◆ **Problem description**: Edit every one of the records below by putting "inspect" in place of each "examine". Leave everything else as it is.

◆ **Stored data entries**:
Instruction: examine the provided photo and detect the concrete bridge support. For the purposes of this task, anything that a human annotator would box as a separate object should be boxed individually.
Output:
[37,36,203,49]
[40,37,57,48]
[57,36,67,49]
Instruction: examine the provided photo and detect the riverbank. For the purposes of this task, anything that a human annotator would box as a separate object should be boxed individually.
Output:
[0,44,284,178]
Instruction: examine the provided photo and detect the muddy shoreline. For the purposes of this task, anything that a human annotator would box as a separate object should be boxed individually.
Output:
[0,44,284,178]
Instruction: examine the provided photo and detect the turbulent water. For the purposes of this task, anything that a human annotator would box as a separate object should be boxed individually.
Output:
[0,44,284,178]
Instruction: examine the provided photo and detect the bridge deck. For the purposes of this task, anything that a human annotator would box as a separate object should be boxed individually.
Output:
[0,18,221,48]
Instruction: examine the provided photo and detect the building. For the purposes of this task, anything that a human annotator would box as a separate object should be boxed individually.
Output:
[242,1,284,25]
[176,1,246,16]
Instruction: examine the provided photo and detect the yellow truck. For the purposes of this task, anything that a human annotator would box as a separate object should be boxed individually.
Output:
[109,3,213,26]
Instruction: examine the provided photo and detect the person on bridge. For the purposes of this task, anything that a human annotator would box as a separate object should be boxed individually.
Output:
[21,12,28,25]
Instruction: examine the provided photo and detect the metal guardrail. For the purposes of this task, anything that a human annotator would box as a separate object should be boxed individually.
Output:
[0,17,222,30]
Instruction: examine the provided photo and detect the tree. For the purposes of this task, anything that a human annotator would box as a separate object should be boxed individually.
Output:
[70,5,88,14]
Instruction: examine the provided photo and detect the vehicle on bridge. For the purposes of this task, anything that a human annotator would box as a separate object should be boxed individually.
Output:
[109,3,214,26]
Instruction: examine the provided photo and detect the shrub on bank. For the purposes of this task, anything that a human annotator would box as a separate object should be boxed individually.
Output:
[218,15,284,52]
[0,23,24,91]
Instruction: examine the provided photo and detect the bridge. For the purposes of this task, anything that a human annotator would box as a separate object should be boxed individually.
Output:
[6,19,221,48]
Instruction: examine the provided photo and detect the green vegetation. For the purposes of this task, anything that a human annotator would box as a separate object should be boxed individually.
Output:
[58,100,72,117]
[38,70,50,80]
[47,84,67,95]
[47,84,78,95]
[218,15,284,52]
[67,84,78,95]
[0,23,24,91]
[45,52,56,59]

◆ **Written answer**:
Instruction: inspect the provided photo and detect the concrete bridge support. For the purposes of this task, anything that a human annotator would box as a separate object should be boxed individually.
Output:
[37,36,203,49]
[40,37,57,48]
[57,36,67,49]
Instruction: inspect the provided photo and detect the riverbank. For the purposes of this task, anything that a human annotator would box as a separate object should be boxed individually.
Output:
[0,44,284,178]
Instruction: inspect the provided photo and detect the muddy shoreline. For the purposes of this task, anything that a human annotator would box as a separate object should be boxed individually.
Output:
[0,44,284,178]
Instruction: inspect the provided photo and detect the turbulent water. For the purposes of this task, anything that a human annotator would box as a separate object should be boxed individually.
Output:
[0,44,284,178]
Instruction: inspect the provided photo and detect the bridge deck. For the purposes of this task, anything that a human annotator would box as a separate object should be boxed individually.
Output:
[0,18,221,48]
Instruction: inspect the provided photo and detect the building. For the purposes of this task, anything that a human annotator would box as a separate object should be boxed individually.
Output:
[242,1,284,25]
[176,1,246,16]
Instruction: inspect the provided photo and detect the yellow truck. For the purposes of this task, anything that a human annotator would box as a separate object should be boxed individually.
Output:
[109,3,213,26]
Instruction: inspect the provided photo and detect the person on bridge. For the purposes of this task, anything that a human annotator would box as a separate object should be boxed individually.
Output:
[21,12,28,25]
Instruction: inspect the provided photo and detect the metal guardrail. For the purposes of this task, anything that a human annotator would box as a separate object should be boxed individually.
Output:
[0,17,222,30]
Instruction: inspect the provided photo and detect the tree. For the purposes of this task, anything that a human annotator would box as a separate object should be boxed individually.
Output:
[70,5,88,14]
Instruction: inspect the provided photo and detect the vehicle on bridge. For the purposes of this task, anything that a human annotator would box as a separate object should be boxed individually.
Output:
[109,3,214,26]
Instruction: inspect the provided photo and detect the shrub on bank. For the purposes of this task, anything that a human annotator would box as a separate object should be boxed individually.
Output:
[218,15,284,52]
[0,23,24,91]
Instruction: inspect the provided photo and detect the bridge. For the purposes of this task, anything that a human annotator would box as a separate object should be boxed individually.
Output:
[6,19,221,48]
Instruction: inspect the provided photo and detect the green vegetation. For the purposes of this task, anything that a human annotator would box as a separate object should be boxed individually.
Output:
[58,100,72,117]
[38,70,50,80]
[47,84,67,95]
[47,84,78,95]
[218,15,284,52]
[67,84,78,95]
[0,23,24,91]
[45,52,56,59]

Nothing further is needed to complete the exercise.